Everything from the line that holds "yellow flower, one line per instance." through the end of the data below should be output exactly, both ends included.

** START EXERCISE INPUT **

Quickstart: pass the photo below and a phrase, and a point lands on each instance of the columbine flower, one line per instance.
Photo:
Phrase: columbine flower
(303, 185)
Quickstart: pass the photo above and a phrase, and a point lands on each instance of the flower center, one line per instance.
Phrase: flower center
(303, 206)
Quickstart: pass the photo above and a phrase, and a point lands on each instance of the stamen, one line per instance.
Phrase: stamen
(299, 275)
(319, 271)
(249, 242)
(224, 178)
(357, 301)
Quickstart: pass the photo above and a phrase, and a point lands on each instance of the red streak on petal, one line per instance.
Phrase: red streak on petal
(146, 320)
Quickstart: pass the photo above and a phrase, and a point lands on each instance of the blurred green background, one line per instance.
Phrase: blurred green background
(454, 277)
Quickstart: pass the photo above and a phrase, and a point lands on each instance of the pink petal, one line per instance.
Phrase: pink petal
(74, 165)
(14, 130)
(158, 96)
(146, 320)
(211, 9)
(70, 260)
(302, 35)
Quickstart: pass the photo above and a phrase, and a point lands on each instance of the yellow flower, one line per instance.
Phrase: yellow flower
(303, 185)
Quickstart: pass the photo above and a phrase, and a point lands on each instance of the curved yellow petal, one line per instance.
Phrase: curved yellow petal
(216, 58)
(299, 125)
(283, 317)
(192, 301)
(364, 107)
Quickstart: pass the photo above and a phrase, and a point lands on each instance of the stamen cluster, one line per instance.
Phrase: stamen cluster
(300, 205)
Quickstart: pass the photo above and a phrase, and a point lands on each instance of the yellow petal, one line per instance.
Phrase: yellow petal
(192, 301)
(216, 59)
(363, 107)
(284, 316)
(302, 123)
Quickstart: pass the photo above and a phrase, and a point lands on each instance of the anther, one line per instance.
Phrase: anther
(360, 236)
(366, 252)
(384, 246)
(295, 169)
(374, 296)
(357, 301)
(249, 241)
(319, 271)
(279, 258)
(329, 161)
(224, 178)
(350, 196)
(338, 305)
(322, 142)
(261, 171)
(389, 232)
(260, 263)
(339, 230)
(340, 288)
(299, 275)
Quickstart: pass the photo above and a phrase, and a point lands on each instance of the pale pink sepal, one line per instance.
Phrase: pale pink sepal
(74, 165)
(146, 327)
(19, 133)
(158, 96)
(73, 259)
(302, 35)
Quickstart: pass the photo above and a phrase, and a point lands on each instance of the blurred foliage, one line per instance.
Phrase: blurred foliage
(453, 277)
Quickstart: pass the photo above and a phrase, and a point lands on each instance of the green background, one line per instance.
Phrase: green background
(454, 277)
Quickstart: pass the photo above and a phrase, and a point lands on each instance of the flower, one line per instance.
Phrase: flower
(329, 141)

** END EXERCISE INPUT **

• **OUTPUT OF THE TASK**
Quickstart: pass the photo above and a phrase, and a point lands on each instance of the yellow flower, one line per instance.
Phrase: yellow flower
(303, 185)
Quickstart: pass the photo above and a phrase, and a point lands on each instance of the curved yellow petal, one line per instance.
Phrase: curved yellow petal
(216, 58)
(299, 125)
(283, 317)
(192, 301)
(364, 107)
Quickstart: pass the photo above and a phrase, and a point lands on each instance of the stamen cluster, one line per instance.
Phrase: stamen cluster
(300, 205)
Quickstart: pass the photo above and a phrase, and a point lands on each instance of the yellow petal, one line per instance.
Phrase: yellow petal
(192, 301)
(216, 59)
(363, 107)
(284, 316)
(302, 123)
Quickstart: pass the photo above and a phrase, and a point lands on each instance of the anther, one line per instance.
Phrase: anther
(360, 236)
(366, 252)
(384, 246)
(295, 169)
(374, 296)
(357, 301)
(249, 241)
(319, 271)
(279, 258)
(329, 161)
(224, 178)
(350, 196)
(338, 305)
(322, 142)
(261, 171)
(389, 232)
(260, 263)
(339, 230)
(340, 288)
(299, 275)
Quickstart: pass the photo above and a phrase, and a point lands on each instance of the pale pink sepal, one line per instance.
Phrase: pale pink sepal
(74, 165)
(146, 327)
(19, 133)
(158, 96)
(73, 259)
(302, 35)
Quickstart: pass the photo above and a phrase, and a point lands on each instance of the blurred foliage, one line per instance.
Phrase: blurred foliage
(453, 277)
Quickstart: pass the photo above and a phrase, and a point lands on each instance of the green background, one line per instance.
Phrase: green background
(454, 277)
Quickstart: pass the photo above and a phrase, and a point lands on each instance of the flower, one line per instance.
Phrase: flower
(329, 141)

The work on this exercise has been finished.